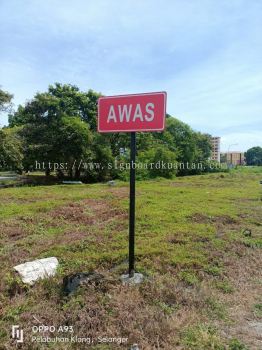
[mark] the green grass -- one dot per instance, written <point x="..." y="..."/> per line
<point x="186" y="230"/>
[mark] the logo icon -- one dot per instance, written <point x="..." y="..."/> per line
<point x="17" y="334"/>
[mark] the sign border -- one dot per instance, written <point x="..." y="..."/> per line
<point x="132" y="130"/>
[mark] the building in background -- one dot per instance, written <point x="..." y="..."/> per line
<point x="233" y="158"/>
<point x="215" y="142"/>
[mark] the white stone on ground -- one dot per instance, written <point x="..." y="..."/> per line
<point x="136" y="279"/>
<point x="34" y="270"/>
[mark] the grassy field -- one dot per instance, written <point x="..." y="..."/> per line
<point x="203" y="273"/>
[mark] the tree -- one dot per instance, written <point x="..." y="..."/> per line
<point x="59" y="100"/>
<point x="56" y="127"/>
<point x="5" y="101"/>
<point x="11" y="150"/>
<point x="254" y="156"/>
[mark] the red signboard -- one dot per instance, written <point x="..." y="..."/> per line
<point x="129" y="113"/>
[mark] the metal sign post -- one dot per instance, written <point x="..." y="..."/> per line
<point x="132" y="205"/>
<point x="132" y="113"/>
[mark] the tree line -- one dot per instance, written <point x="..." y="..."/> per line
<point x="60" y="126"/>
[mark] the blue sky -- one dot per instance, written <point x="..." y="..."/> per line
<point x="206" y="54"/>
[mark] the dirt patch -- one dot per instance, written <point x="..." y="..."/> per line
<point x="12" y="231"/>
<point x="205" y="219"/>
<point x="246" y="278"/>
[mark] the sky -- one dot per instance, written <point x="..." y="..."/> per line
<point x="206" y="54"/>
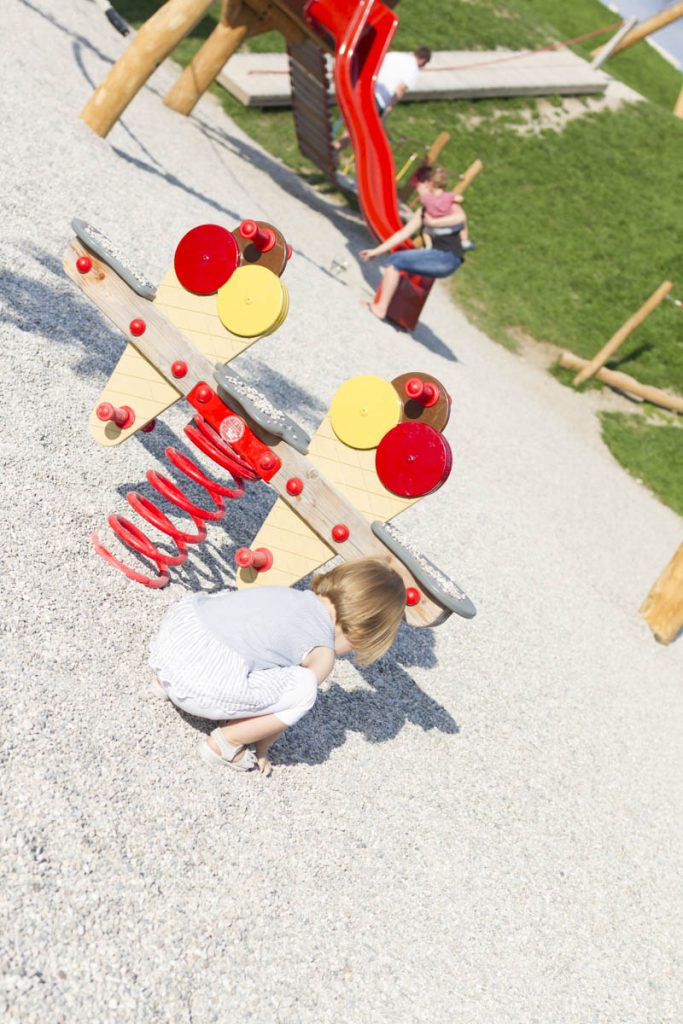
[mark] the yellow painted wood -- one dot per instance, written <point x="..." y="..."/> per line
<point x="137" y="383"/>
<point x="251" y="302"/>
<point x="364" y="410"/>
* * *
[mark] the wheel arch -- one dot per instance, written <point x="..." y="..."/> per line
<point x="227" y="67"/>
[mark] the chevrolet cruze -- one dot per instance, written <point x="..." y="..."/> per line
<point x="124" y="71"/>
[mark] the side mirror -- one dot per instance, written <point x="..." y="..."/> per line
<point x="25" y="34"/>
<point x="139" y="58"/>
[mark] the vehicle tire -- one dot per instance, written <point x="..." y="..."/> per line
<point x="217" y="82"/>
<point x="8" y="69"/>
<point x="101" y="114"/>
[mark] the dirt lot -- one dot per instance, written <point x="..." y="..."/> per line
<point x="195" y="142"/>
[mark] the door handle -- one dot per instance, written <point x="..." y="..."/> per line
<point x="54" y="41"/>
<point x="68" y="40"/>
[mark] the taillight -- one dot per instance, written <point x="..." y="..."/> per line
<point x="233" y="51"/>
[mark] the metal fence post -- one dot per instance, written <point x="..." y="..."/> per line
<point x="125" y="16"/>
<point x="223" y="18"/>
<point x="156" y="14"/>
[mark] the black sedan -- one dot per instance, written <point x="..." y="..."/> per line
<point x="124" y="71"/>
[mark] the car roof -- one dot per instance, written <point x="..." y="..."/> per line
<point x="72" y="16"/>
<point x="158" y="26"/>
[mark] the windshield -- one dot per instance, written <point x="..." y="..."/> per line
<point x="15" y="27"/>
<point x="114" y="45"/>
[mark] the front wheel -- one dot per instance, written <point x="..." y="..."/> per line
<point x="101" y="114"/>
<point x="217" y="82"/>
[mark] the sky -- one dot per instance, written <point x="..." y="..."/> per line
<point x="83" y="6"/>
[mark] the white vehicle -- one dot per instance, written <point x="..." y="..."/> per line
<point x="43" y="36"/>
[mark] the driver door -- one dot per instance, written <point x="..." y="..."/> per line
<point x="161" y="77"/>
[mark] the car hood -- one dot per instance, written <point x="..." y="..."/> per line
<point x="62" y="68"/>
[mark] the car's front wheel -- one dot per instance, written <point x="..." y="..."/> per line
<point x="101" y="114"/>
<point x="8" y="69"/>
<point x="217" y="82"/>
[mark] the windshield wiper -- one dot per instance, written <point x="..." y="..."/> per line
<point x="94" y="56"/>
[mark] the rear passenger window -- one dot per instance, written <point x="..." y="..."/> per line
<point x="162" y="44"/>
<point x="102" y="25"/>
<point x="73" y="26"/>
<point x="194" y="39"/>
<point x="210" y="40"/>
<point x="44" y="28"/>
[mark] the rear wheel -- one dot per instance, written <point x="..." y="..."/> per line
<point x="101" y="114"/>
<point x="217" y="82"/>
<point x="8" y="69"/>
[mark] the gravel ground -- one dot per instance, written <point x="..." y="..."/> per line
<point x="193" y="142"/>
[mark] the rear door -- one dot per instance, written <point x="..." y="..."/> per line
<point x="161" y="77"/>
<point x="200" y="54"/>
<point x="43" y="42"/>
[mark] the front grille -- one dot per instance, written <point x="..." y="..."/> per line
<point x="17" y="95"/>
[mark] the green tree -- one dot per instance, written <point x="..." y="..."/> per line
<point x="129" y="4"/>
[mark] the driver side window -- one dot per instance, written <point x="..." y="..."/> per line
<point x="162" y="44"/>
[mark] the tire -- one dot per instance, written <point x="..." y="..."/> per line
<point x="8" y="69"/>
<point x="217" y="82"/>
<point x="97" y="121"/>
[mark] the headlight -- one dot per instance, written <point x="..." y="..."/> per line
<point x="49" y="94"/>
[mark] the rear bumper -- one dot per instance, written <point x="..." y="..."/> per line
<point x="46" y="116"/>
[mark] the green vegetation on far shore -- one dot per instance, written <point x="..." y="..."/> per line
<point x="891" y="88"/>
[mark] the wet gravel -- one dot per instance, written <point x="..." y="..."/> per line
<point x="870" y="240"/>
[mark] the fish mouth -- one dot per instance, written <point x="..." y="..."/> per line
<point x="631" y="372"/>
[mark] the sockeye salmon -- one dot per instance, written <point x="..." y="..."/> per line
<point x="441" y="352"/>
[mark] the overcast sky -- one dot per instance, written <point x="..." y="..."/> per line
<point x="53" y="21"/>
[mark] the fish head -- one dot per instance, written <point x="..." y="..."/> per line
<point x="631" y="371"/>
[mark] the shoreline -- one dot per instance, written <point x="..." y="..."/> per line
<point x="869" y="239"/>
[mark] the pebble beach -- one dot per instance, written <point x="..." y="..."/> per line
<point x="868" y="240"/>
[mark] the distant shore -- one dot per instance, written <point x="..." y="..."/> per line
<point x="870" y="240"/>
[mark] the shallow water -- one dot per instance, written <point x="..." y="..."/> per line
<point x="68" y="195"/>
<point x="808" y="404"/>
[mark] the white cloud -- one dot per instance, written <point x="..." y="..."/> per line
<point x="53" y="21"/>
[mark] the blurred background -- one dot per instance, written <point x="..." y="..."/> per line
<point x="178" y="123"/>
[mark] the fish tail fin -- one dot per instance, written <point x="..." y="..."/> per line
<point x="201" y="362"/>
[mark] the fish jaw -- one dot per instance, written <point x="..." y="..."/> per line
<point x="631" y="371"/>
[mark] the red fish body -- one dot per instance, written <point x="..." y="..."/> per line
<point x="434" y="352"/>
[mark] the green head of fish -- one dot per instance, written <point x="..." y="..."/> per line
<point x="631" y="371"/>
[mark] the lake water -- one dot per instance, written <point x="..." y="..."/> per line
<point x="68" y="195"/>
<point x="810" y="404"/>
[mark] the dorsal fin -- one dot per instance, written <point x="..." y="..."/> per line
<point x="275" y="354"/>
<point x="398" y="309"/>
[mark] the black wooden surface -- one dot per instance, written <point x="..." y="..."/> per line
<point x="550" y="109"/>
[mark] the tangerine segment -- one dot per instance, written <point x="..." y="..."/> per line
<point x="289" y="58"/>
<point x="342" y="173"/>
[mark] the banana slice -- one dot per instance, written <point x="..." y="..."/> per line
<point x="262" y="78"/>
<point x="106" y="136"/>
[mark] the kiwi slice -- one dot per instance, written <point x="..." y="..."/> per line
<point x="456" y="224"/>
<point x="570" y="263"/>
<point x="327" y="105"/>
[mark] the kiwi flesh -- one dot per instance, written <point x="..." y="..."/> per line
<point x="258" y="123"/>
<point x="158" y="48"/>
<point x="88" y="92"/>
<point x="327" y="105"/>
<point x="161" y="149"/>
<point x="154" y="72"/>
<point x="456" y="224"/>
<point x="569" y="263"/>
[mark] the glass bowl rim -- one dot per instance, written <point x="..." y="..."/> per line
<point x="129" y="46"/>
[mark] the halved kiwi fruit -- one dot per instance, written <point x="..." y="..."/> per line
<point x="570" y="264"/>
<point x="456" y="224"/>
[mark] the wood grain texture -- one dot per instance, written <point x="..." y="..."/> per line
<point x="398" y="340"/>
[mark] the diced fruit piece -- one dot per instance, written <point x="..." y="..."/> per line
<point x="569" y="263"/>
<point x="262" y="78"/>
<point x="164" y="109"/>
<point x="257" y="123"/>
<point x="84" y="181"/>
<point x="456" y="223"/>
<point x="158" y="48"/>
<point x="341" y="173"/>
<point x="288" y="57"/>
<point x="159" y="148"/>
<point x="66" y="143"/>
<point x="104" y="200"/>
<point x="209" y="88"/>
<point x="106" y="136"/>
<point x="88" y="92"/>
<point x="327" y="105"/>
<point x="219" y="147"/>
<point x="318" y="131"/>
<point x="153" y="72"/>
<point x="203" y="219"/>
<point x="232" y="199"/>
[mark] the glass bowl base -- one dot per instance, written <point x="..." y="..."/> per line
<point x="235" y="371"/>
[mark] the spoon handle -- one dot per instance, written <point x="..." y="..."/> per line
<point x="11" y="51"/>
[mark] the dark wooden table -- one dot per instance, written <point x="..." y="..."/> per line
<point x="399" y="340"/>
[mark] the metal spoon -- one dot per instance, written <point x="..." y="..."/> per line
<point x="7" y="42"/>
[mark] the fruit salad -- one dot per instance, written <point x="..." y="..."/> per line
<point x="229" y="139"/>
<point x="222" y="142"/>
* * *
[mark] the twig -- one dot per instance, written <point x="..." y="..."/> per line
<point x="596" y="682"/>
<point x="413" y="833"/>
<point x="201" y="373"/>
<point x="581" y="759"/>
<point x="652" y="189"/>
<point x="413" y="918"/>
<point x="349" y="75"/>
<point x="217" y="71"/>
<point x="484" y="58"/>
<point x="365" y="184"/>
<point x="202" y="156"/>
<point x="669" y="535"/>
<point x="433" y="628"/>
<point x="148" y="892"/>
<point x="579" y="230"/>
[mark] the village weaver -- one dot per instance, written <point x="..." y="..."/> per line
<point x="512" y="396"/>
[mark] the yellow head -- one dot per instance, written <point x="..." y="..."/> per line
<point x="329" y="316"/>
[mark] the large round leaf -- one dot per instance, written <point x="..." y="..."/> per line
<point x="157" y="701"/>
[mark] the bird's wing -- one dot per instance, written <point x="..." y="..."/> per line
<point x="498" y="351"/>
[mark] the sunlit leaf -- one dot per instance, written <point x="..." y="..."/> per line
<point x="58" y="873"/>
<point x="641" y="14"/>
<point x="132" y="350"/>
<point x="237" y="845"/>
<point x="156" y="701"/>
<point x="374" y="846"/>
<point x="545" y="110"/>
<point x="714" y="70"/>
* * *
▶ _WHAT YOU WILL DO_
Locate each line in the records above that contains the word "front", and copy those lines. Matches must agree in case.

▶ _SOLUTION TO THIS TASK_
[mark] the front wheel -- one dot per instance, written <point x="..." y="..."/> per line
[mark] the car's front wheel -- one dot per instance, written <point x="..." y="..."/> per line
[mark] the front grille -- one dot per instance, written <point x="..." y="..."/> per line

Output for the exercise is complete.